(Dataset rows on where objects appear)
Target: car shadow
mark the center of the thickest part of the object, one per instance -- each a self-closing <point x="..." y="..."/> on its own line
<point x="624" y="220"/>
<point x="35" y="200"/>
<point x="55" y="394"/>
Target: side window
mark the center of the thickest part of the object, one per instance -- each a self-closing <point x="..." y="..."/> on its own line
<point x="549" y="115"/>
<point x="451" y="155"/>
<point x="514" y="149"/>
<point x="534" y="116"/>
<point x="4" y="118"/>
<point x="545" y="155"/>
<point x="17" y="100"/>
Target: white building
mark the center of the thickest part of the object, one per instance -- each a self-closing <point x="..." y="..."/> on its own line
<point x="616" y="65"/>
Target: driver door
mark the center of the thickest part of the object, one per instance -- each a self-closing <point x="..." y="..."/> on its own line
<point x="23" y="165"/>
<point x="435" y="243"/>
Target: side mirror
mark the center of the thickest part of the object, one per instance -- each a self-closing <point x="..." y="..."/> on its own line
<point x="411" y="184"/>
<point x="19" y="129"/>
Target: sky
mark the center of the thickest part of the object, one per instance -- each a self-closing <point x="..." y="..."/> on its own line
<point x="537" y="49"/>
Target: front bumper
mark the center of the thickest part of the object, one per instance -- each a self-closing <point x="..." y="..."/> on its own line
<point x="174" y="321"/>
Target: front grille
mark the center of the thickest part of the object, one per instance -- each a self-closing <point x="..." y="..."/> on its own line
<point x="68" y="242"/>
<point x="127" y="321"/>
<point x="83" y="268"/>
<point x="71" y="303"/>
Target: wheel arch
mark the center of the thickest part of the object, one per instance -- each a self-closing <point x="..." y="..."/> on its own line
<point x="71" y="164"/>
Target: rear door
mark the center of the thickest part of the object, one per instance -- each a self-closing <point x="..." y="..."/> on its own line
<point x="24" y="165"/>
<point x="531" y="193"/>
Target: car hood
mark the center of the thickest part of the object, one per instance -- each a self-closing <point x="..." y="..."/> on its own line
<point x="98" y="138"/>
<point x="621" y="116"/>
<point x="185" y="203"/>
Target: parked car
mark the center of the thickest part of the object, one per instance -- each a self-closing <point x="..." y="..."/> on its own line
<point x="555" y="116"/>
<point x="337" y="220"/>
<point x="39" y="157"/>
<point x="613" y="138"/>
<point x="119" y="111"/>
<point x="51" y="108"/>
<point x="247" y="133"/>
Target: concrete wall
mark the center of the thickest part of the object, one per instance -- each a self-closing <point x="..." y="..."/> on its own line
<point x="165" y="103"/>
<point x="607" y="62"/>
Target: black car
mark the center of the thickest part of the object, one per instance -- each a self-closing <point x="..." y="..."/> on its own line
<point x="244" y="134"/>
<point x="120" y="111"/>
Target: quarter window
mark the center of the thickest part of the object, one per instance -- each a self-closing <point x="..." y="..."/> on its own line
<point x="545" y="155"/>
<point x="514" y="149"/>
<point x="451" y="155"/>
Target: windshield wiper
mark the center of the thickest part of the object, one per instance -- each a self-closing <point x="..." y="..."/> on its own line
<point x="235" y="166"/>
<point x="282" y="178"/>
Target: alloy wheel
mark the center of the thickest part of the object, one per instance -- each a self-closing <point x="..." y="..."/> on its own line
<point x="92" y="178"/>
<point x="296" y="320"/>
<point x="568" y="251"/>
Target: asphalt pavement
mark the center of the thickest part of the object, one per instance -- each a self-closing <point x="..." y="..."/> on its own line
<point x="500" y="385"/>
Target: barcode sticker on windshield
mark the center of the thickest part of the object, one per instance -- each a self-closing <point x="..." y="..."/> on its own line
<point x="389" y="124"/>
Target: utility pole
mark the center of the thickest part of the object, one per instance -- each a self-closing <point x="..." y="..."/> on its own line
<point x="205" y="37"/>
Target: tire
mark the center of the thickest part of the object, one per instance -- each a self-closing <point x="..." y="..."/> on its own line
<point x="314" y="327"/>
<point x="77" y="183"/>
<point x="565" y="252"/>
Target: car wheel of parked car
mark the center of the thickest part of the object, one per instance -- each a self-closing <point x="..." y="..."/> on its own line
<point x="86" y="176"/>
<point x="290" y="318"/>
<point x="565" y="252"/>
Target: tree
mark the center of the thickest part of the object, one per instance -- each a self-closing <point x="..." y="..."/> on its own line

### [WRITTEN PROBLEM]
Copy out the lines from the line containing "Target: concrete wall" to the end of the listing above, without alteration.

### [SOLUTION FOR THIS TASK]
Target: concrete wall
mark the center of the thickest part of the object, one per instance -- each a self-closing <point x="..." y="..."/> on its own line
<point x="165" y="103"/>
<point x="607" y="62"/>
Target: black car
mark the center of the thickest part of the object, one per instance -- each a self-closing <point x="..." y="..."/> on its own line
<point x="244" y="134"/>
<point x="120" y="111"/>
Target: quarter window
mark the center of the thickest part of the object, one per instance -- each a self-closing <point x="..." y="..."/> on its own line
<point x="545" y="155"/>
<point x="514" y="149"/>
<point x="451" y="155"/>
Target: windshield wiper
mark the center of the thickest part of the object, one per instance -- each a self-closing <point x="..." y="..."/> on its own line
<point x="235" y="166"/>
<point x="282" y="178"/>
Target: alloy wheel
mark the center of the thickest part of the object, one per instance -- each a self-closing <point x="..." y="..."/> on its own line
<point x="92" y="178"/>
<point x="296" y="320"/>
<point x="568" y="251"/>
Target: asphalt pavement
mark the center of the thickest part of the object, one per instance -- each a self-closing <point x="..." y="..."/> on its own line
<point x="500" y="385"/>
Target: barcode sticker on windshield
mark the center of the thickest part of the object, one per instance -- each a self-closing <point x="..." y="..."/> on its own line
<point x="389" y="124"/>
Target: utility pole
mark the center of the thickest part of the object, one per instance -- each a self-closing <point x="..." y="..."/> on its own line
<point x="205" y="37"/>
Target: tire
mark the center of the thickest part of the object, one per instance -- each a self-closing <point x="..." y="..."/> on its own line
<point x="314" y="327"/>
<point x="77" y="183"/>
<point x="565" y="252"/>
Target: car wheel of parked car
mark the center of the thickest part of the object, one per instance -- each a self-closing <point x="..." y="..."/> on its own line
<point x="86" y="176"/>
<point x="290" y="318"/>
<point x="565" y="252"/>
Target: tree
mark the center of the thickest part of the object, one per instance -- each a self-closing <point x="..." y="..."/> on its own line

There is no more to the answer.